WHAT YOU SHOULD DO: Please give again, exactly and only, the stretch of lines from the one containing "Zoom in on black boot." to the end of the entries below.

Referring expression grounding data:
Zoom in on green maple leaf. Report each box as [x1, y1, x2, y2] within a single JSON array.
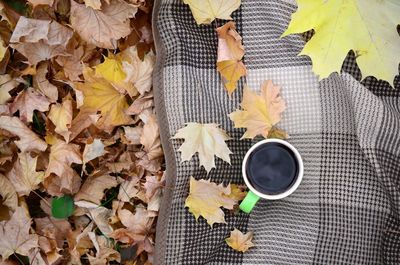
[[282, 0, 400, 86]]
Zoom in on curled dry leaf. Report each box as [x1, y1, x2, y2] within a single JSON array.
[[33, 63, 58, 103], [0, 116, 48, 152], [56, 46, 84, 81], [10, 87, 51, 123], [172, 122, 232, 173], [74, 174, 118, 204], [7, 152, 45, 196], [0, 207, 38, 259], [70, 0, 138, 49], [82, 138, 106, 165], [0, 75, 19, 104], [88, 233, 121, 265], [140, 114, 162, 160], [216, 21, 246, 95], [48, 98, 73, 142], [118, 175, 140, 202], [88, 206, 114, 237], [183, 0, 241, 25], [185, 177, 236, 226], [225, 228, 254, 252], [229, 80, 287, 139], [10, 17, 73, 65]]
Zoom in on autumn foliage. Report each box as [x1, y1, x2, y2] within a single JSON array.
[[0, 0, 161, 264]]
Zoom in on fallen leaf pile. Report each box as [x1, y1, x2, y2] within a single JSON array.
[[0, 0, 162, 264]]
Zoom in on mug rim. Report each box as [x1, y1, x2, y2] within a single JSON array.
[[242, 138, 304, 200]]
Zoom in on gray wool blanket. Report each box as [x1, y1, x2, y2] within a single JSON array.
[[152, 0, 400, 264]]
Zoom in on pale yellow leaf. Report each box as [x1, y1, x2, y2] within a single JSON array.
[[70, 0, 137, 49], [172, 123, 232, 173], [7, 152, 45, 196], [183, 0, 241, 25], [225, 228, 254, 252], [185, 177, 236, 226], [229, 80, 287, 139], [82, 138, 106, 165], [0, 37, 6, 62], [84, 0, 102, 10], [0, 116, 47, 152]]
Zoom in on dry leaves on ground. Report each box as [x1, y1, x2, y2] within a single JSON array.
[[0, 0, 161, 264]]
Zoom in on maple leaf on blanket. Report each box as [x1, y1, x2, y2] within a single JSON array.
[[183, 0, 241, 25], [225, 228, 254, 252], [172, 122, 232, 173], [216, 21, 247, 95], [0, 207, 38, 259], [229, 80, 287, 139], [282, 0, 400, 86], [185, 177, 242, 226]]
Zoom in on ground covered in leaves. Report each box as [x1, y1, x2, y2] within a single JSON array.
[[0, 0, 164, 264]]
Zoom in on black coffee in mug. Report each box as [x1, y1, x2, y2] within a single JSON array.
[[245, 142, 299, 195]]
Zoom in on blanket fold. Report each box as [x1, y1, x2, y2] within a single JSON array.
[[152, 0, 400, 264]]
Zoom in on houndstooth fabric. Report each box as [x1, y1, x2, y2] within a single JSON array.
[[152, 0, 400, 264]]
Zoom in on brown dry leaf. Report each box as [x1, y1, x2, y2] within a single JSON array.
[[10, 87, 51, 123], [185, 177, 236, 226], [69, 109, 100, 141], [75, 68, 133, 131], [67, 222, 94, 264], [172, 123, 232, 173], [0, 116, 47, 152], [225, 228, 254, 252], [229, 80, 287, 139], [7, 152, 45, 196], [70, 0, 138, 49], [34, 217, 71, 265], [0, 75, 19, 104], [118, 176, 140, 202], [228, 184, 247, 202], [56, 46, 84, 81], [143, 175, 164, 201], [75, 174, 118, 204], [45, 139, 81, 179], [121, 47, 155, 95], [88, 233, 121, 265], [140, 114, 162, 160], [216, 21, 246, 95], [84, 0, 102, 10], [10, 17, 73, 65], [0, 174, 18, 220], [33, 63, 58, 103], [27, 0, 54, 8], [125, 93, 153, 115], [0, 207, 38, 259], [48, 98, 73, 142], [111, 207, 154, 255]]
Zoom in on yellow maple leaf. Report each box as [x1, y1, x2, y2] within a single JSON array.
[[228, 184, 247, 202], [183, 0, 241, 25], [185, 177, 236, 226], [229, 80, 286, 139], [95, 55, 126, 84], [75, 68, 133, 130], [225, 228, 254, 252], [216, 21, 246, 95], [172, 123, 232, 173], [48, 98, 73, 142], [0, 37, 6, 61], [7, 152, 45, 196], [282, 0, 400, 86]]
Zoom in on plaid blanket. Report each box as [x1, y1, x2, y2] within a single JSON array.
[[152, 0, 400, 264]]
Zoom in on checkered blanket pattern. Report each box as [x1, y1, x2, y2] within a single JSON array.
[[152, 0, 400, 264]]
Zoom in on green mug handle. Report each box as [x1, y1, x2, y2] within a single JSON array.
[[239, 190, 260, 213]]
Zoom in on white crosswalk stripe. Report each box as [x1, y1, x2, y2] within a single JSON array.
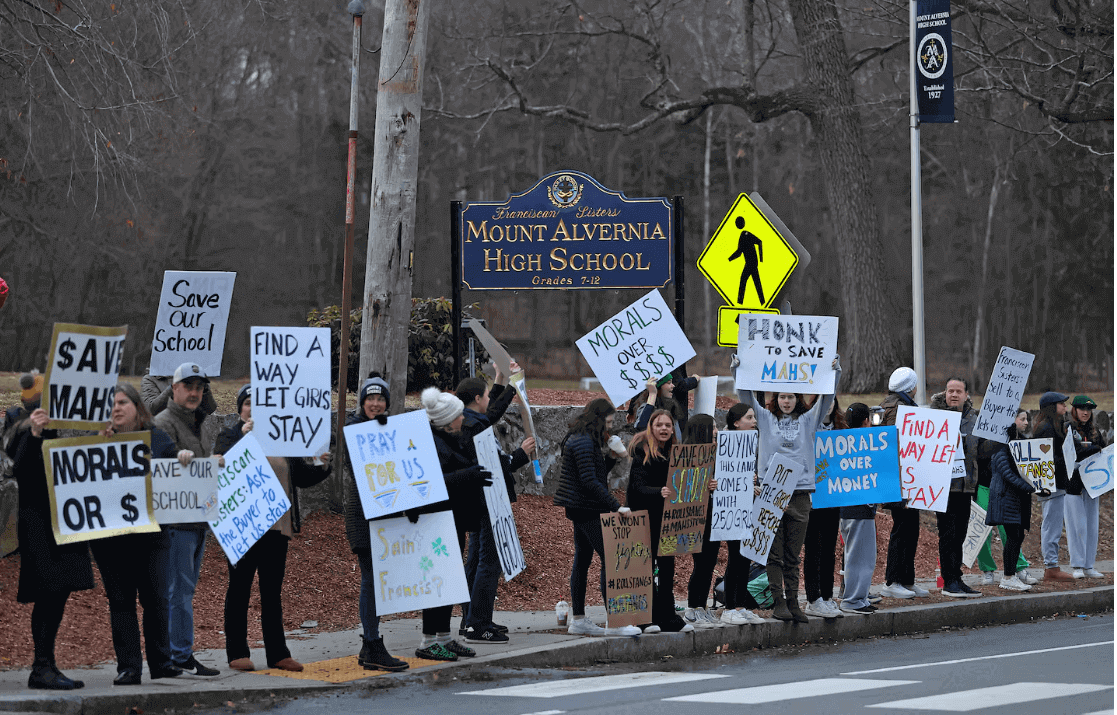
[[664, 677, 919, 704], [867, 682, 1113, 711], [843, 641, 1114, 675], [460, 672, 729, 698]]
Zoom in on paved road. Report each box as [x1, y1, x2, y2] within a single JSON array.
[[194, 614, 1113, 715]]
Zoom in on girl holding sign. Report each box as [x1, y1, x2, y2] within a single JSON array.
[[1033, 392, 1076, 582], [986, 421, 1041, 591], [1066, 395, 1106, 579]]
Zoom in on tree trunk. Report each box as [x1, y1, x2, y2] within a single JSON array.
[[359, 0, 432, 403], [786, 0, 902, 391]]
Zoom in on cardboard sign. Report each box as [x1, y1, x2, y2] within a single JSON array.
[[972, 347, 1034, 442], [369, 510, 470, 616], [1010, 439, 1055, 492], [151, 457, 221, 524], [466, 318, 514, 380], [250, 327, 331, 457], [1078, 444, 1114, 498], [474, 427, 525, 580], [658, 443, 714, 556], [150, 271, 236, 377], [812, 427, 902, 508], [207, 434, 290, 565], [575, 289, 695, 407], [734, 315, 839, 393], [344, 410, 449, 519], [43, 324, 128, 430], [961, 501, 992, 568], [895, 407, 959, 512], [42, 433, 158, 544], [600, 510, 654, 627], [739, 454, 799, 565], [693, 376, 718, 417], [709, 430, 757, 541]]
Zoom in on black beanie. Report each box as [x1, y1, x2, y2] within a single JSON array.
[[359, 373, 391, 409], [237, 384, 251, 414]]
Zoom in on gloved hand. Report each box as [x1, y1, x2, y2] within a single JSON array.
[[730, 354, 740, 370], [461, 465, 493, 487], [832, 353, 841, 371], [375, 414, 388, 426], [405, 508, 420, 524], [617, 506, 631, 514]]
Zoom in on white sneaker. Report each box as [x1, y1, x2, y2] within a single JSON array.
[[720, 609, 750, 626], [906, 584, 931, 597], [642, 624, 661, 634], [567, 618, 606, 636], [880, 583, 915, 599], [1018, 569, 1039, 585], [678, 623, 695, 633], [604, 625, 642, 637], [1083, 568, 1104, 578], [741, 609, 765, 624], [980, 571, 996, 585], [804, 597, 830, 617], [999, 575, 1032, 592], [823, 599, 844, 617], [1071, 568, 1086, 579], [682, 608, 702, 627]]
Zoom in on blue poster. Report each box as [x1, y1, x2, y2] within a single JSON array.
[[812, 427, 902, 508], [915, 0, 955, 123]]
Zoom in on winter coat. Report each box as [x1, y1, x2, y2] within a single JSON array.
[[929, 392, 978, 493], [632, 375, 699, 437], [461, 384, 528, 504], [141, 372, 217, 417], [1067, 417, 1107, 496], [625, 443, 671, 537], [879, 391, 916, 427], [343, 410, 383, 553], [1032, 418, 1071, 491], [427, 424, 489, 533], [553, 432, 620, 521], [986, 440, 1035, 528]]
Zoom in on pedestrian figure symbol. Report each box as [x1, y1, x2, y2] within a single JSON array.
[[727, 216, 764, 305]]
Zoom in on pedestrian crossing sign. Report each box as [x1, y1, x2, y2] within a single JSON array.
[[716, 305, 780, 347]]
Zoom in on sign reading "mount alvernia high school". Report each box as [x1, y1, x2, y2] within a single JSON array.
[[460, 171, 673, 290]]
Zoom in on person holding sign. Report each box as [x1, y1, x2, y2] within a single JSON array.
[[802, 398, 846, 619], [629, 371, 699, 438], [141, 368, 217, 418], [878, 367, 926, 600], [5, 408, 93, 690], [838, 404, 879, 614], [929, 379, 981, 598], [1032, 392, 1077, 582], [986, 421, 1042, 591], [716, 403, 764, 623], [974, 410, 1036, 585], [213, 385, 331, 672], [1066, 395, 1106, 579]]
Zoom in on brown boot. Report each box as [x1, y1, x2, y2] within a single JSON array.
[[1045, 567, 1075, 582], [785, 590, 809, 624], [770, 592, 794, 621]]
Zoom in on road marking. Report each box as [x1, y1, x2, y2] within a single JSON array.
[[461, 672, 728, 698], [519, 711, 565, 715], [868, 682, 1113, 711], [842, 640, 1114, 674], [664, 678, 918, 704]]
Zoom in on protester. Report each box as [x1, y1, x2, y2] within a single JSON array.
[[1066, 395, 1106, 579], [929, 378, 981, 598], [986, 422, 1042, 591], [837, 403, 879, 614], [879, 366, 927, 600], [2, 371, 42, 451], [91, 384, 182, 685], [213, 385, 331, 672], [555, 398, 642, 637], [717, 403, 764, 624], [630, 370, 700, 437], [803, 398, 846, 618], [737, 355, 842, 623], [151, 362, 221, 676], [141, 367, 217, 417], [975, 409, 1036, 585], [342, 374, 409, 671], [1032, 391, 1076, 582]]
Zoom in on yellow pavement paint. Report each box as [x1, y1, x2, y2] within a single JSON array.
[[258, 655, 444, 683]]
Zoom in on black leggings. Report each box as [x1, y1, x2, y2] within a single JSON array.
[[1002, 524, 1025, 577], [688, 510, 719, 607], [570, 519, 607, 616], [31, 594, 69, 664], [804, 506, 840, 601]]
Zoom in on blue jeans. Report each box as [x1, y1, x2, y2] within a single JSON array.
[[356, 550, 380, 641], [463, 522, 502, 630], [840, 518, 876, 609], [1039, 492, 1065, 567], [167, 527, 206, 663]]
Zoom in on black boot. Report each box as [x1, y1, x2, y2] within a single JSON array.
[[359, 637, 408, 672], [786, 590, 808, 624], [28, 659, 83, 690], [770, 593, 794, 621]]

OUTPUT:
Zoom in on black boot. Report each box as [x1, y1, x2, y2] within a single JSON array.
[[359, 637, 408, 672], [786, 590, 808, 624], [28, 659, 83, 690], [770, 593, 794, 621]]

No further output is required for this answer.